◆ What the task asks ◆
Return all the records, each one exactly as given.

── Records to use

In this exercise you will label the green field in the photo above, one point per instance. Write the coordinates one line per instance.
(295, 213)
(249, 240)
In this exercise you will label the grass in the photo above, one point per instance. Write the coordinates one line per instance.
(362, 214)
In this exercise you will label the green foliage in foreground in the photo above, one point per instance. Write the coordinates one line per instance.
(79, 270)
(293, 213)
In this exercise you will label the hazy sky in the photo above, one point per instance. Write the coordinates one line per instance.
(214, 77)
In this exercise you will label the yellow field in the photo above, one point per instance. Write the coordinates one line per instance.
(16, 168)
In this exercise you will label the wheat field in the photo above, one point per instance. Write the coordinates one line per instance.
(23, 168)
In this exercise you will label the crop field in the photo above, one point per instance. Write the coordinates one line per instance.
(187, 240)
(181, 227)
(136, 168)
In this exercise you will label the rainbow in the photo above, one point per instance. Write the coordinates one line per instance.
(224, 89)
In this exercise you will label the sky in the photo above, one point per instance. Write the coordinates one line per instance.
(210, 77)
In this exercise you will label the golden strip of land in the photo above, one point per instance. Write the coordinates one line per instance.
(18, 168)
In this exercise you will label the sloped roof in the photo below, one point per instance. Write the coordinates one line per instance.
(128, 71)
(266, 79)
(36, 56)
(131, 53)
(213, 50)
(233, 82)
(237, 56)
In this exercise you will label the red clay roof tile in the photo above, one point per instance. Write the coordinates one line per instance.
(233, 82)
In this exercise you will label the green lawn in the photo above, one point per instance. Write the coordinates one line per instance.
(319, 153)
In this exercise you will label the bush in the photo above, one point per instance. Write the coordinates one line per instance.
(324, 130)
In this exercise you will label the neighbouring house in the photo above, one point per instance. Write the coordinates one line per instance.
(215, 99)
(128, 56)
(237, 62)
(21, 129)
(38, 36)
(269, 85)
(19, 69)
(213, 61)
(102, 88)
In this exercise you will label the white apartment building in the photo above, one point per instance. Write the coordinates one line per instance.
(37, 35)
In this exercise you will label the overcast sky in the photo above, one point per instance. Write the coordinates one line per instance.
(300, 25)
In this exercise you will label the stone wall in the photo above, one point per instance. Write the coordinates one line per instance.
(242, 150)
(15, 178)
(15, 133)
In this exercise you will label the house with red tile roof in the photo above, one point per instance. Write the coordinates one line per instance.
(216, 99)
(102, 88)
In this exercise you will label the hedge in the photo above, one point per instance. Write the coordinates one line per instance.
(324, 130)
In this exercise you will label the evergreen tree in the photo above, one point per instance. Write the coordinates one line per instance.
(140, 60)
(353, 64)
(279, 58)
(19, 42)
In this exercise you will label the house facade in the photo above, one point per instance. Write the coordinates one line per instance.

────

◆ Expected answer ◆
In this exercise you will label the green field in the photo above, one point per instance. Write the coordinates one line per instance.
(295, 213)
(249, 240)
In this exercise you will label the grass in the photo above, one point per instance. Write the coordinates one line per instance.
(362, 214)
In this exercise you will label the green foliage in foreground in the photo above, one point per instance. Write the coordinates one line per instance.
(79, 270)
(293, 213)
In this exercise you will label the hazy sky in the photo above, one point per instance. Write the coordinates one line per instance.
(214, 77)
In this exercise you will label the yellow field in the photo above, one point per instance. Write the coordinates one line per instance.
(16, 168)
In this exercise you will label the wheat field in the photo above, one point per instance. Write the coordinates one line per instance.
(23, 168)
In this exercise you will label the crop field in the photo above, one point per instance. Write the coordinates one line per instance.
(187, 240)
(181, 227)
(136, 168)
In this exercise you will label the rainbow in the photo above, one point per instance. Write the coordinates one line per instance.
(224, 89)
In this exercise you will label the sky in the photo above, one point per instance. Write the coordinates one line per instance.
(210, 77)
In this exercise you will label the golden strip of land in the photo above, one point per instance. Write the coordinates one line per instance.
(18, 168)
In this exercise you will label the sloped roof in the photo below, one point per instance. Write the coordinates one line per instance.
(128, 71)
(266, 79)
(36, 56)
(131, 53)
(213, 50)
(233, 82)
(237, 56)
In this exercise you will label the red clay roof tile in the photo above, one point per instance. Write the coordinates one line per instance.
(233, 82)
In this exercise you will label the green lawn in the photo above, one point per instance. Write the coordinates one line per instance.
(319, 153)
In this exercise you will label the bush in the photo above, one point per instance. Write the coordinates one line per instance.
(324, 130)
In this exercise you will label the neighbouring house in the photo above, one point per instance. Write the coordinates one line per instance.
(215, 99)
(128, 56)
(237, 62)
(21, 129)
(38, 36)
(269, 85)
(19, 69)
(213, 61)
(102, 88)
In this exercise you will label the white apartment building in the photo above, one point per instance. Write the coordinates one line per instance.
(37, 35)
In this exercise you will label the overcast sky in the photo above, one point per instance. Write the coordinates one line per instance.
(300, 25)
In this exercise you will label the stone wall in the photo above, one point per instance. Write the coordinates one line per instance.
(242, 150)
(15, 178)
(15, 133)
In this exercise you will label the house with red tile roof in the photo above, one point per instance. Write the coordinates one line per instance.
(216, 99)
(102, 88)
In this exercise you will label the hedge in the photo above, one point per instance. Write the coordinates one line per instance.
(324, 130)
In this exercise you will label the evergreen tree in the photo above, one point per instance. Write the coordinates one line per instance.
(140, 60)
(353, 64)
(279, 58)
(19, 42)
In this exercise you will label the house facade in the photo above, one point per instance. Write the coordinates one line per instance.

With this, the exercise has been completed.